(Point annotation records)
## BEGIN

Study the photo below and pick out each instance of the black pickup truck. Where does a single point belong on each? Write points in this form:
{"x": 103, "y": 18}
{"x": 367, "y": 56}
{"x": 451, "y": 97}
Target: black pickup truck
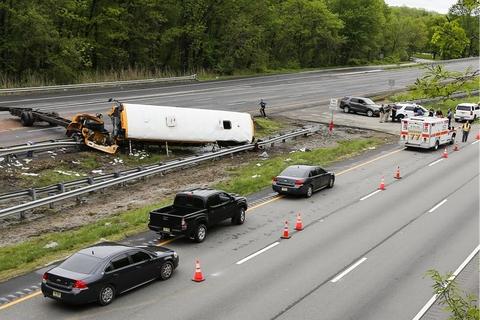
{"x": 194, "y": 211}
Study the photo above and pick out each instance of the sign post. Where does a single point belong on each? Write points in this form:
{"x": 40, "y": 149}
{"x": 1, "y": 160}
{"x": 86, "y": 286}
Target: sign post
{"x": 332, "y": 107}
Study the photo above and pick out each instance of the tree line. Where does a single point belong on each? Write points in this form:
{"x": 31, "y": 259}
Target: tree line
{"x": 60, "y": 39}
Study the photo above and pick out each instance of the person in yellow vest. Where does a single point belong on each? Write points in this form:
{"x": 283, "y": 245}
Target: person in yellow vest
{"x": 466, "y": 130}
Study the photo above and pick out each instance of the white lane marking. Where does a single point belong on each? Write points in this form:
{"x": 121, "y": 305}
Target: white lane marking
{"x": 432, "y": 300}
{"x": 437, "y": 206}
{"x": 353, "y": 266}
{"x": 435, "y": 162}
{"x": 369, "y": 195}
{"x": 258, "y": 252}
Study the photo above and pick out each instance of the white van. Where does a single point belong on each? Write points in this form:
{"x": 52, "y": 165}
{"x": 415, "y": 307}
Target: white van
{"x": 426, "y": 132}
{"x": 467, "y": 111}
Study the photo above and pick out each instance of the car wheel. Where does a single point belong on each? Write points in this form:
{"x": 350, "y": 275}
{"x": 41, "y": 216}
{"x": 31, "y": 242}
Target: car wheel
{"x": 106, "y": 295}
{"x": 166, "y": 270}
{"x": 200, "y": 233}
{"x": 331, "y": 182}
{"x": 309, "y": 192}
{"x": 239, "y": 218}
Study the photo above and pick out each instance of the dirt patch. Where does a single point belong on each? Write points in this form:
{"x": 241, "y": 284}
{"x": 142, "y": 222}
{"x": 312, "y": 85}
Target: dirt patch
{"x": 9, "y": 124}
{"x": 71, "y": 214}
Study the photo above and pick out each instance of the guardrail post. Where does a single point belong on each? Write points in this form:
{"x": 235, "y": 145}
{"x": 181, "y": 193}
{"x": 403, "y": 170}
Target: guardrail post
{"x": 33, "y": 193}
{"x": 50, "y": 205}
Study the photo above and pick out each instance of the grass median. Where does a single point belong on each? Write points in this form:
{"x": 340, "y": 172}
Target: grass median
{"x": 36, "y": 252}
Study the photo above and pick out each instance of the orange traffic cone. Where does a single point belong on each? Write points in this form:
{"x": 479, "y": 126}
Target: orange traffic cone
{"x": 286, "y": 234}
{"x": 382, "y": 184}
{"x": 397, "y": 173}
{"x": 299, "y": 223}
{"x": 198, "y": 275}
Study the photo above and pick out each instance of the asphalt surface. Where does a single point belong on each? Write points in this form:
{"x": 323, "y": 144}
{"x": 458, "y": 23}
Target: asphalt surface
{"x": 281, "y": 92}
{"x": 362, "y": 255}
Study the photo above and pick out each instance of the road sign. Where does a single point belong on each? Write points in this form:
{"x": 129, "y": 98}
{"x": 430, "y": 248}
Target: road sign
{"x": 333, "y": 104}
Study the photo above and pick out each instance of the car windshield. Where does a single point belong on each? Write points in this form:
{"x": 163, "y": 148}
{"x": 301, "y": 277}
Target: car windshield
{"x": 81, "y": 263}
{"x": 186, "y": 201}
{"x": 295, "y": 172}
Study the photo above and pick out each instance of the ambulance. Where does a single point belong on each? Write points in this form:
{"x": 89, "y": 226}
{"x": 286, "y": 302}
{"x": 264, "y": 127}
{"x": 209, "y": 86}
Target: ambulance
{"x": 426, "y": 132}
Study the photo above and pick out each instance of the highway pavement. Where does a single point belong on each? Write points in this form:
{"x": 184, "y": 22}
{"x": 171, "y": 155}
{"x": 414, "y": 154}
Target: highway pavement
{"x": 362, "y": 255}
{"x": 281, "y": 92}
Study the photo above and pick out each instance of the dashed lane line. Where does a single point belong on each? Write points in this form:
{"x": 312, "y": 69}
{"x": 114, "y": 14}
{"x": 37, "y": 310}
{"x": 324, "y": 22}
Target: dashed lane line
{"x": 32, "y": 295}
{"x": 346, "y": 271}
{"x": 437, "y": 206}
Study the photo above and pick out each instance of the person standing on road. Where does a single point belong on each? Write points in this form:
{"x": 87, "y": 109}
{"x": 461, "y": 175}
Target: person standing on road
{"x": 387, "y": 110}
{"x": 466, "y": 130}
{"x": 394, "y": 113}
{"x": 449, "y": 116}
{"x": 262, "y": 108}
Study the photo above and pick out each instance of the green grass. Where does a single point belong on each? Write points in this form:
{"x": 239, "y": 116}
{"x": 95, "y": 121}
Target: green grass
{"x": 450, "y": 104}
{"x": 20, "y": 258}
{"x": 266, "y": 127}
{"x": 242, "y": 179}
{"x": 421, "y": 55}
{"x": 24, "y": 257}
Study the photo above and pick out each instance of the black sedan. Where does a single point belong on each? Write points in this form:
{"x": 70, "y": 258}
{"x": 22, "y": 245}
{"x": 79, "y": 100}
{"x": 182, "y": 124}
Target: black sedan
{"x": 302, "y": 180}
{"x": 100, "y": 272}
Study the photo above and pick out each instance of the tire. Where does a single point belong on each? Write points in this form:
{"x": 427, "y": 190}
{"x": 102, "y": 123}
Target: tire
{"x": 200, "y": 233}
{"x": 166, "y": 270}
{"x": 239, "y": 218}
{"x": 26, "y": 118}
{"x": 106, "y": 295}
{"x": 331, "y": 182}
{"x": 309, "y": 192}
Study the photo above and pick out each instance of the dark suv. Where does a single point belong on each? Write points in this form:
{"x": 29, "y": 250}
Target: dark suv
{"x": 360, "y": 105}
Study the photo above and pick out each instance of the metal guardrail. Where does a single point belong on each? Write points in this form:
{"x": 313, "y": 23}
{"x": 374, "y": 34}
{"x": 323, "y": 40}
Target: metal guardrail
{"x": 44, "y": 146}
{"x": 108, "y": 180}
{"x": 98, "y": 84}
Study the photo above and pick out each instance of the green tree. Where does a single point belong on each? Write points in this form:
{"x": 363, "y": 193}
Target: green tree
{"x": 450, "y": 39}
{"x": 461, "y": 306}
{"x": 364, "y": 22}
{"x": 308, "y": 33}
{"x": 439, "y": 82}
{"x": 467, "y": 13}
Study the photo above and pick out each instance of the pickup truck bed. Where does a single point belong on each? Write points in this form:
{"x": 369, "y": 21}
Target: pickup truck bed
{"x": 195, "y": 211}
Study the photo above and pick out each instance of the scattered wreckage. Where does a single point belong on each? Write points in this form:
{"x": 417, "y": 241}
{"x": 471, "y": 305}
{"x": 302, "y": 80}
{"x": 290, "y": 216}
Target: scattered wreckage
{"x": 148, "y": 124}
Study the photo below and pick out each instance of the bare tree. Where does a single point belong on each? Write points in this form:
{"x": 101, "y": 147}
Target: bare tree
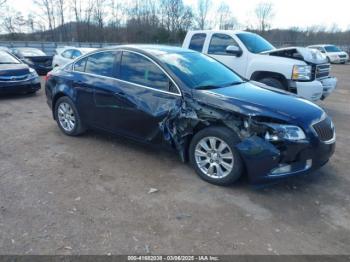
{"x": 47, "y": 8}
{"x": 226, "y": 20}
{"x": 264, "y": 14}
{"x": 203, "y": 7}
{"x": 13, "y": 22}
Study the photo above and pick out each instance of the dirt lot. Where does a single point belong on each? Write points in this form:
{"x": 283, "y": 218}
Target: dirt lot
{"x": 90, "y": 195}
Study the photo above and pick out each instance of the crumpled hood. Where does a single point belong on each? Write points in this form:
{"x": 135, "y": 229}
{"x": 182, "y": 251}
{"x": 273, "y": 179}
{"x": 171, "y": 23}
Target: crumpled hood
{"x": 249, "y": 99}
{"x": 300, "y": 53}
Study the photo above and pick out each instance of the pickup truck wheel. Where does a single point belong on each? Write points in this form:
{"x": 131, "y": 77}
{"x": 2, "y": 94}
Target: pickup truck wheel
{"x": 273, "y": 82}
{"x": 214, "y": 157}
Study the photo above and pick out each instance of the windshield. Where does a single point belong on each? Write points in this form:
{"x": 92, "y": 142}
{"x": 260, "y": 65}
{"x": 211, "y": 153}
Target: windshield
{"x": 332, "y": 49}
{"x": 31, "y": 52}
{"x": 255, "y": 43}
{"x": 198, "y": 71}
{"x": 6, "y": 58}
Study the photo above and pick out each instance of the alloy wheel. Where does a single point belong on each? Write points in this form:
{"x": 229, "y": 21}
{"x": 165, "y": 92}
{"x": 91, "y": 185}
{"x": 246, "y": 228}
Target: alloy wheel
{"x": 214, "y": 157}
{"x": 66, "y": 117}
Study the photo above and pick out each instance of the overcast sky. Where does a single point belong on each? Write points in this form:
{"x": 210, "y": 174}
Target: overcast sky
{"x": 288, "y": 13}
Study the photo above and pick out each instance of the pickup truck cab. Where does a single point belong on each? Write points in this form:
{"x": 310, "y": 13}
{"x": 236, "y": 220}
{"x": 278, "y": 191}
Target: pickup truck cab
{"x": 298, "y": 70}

## END

## Task requirements
Could you put the lines of the records above, from the line containing "the dirt lot." through the end of the records, into a Markdown table with a Row column numbering each line and a Line column holding the line itself? Leave out any blank lines.

## Finished exercise
| Row | Line |
|---|---|
| 1 | Study the photo above and pick out each instance of the dirt lot. Where does a single point belong on each? Write points in this form: |
| 2 | {"x": 283, "y": 218} |
| 3 | Target: dirt lot |
| 4 | {"x": 90, "y": 195} |
| 5 | Study the photo above and pick out each instance of the crumpled hood. Where does a single point belong on each? Write points in this form: |
| 6 | {"x": 135, "y": 229} |
| 7 | {"x": 182, "y": 251} |
| 8 | {"x": 273, "y": 179} |
| 9 | {"x": 171, "y": 23} |
| 10 | Target: crumpled hood |
| 11 | {"x": 249, "y": 99} |
| 12 | {"x": 300, "y": 53} |
| 13 | Study the photo above and pick out each instance of the pickup truck wheel. Where does a single point belong on each? Write points in this form: |
| 14 | {"x": 131, "y": 77} |
| 15 | {"x": 2, "y": 94} |
| 16 | Target: pickup truck wheel |
| 17 | {"x": 273, "y": 82} |
| 18 | {"x": 214, "y": 157} |
| 19 | Study the photo above and pick out each instance of the windshield. Where does a single point belong on each? Write points in this form: |
| 20 | {"x": 92, "y": 142} |
| 21 | {"x": 260, "y": 65} |
| 22 | {"x": 211, "y": 153} |
| 23 | Target: windshield |
| 24 | {"x": 332, "y": 49} |
| 25 | {"x": 31, "y": 52} |
| 26 | {"x": 255, "y": 43} |
| 27 | {"x": 198, "y": 71} |
| 28 | {"x": 6, "y": 58} |
| 29 | Study the photo above and pick out each instance of the alloy wheel. Where does a single point belong on each? Write points in this form: |
| 30 | {"x": 229, "y": 21} |
| 31 | {"x": 165, "y": 92} |
| 32 | {"x": 91, "y": 185} |
| 33 | {"x": 246, "y": 228} |
| 34 | Target: alloy wheel |
| 35 | {"x": 214, "y": 157} |
| 36 | {"x": 66, "y": 117} |
| 37 | Study the photo above and pick out each instance of the overcast sky. Where does a single point belong on each? Write points in this form: |
| 38 | {"x": 210, "y": 174} |
| 39 | Target: overcast sky |
| 40 | {"x": 288, "y": 13} |
| 41 | Study the photo above and pick out each instance of the pickup truck cab. Where does a single point belong on each? Write points in this form: |
| 42 | {"x": 310, "y": 13} |
| 43 | {"x": 236, "y": 220} |
| 44 | {"x": 278, "y": 191} |
| 45 | Target: pickup truck cab |
| 46 | {"x": 298, "y": 70} |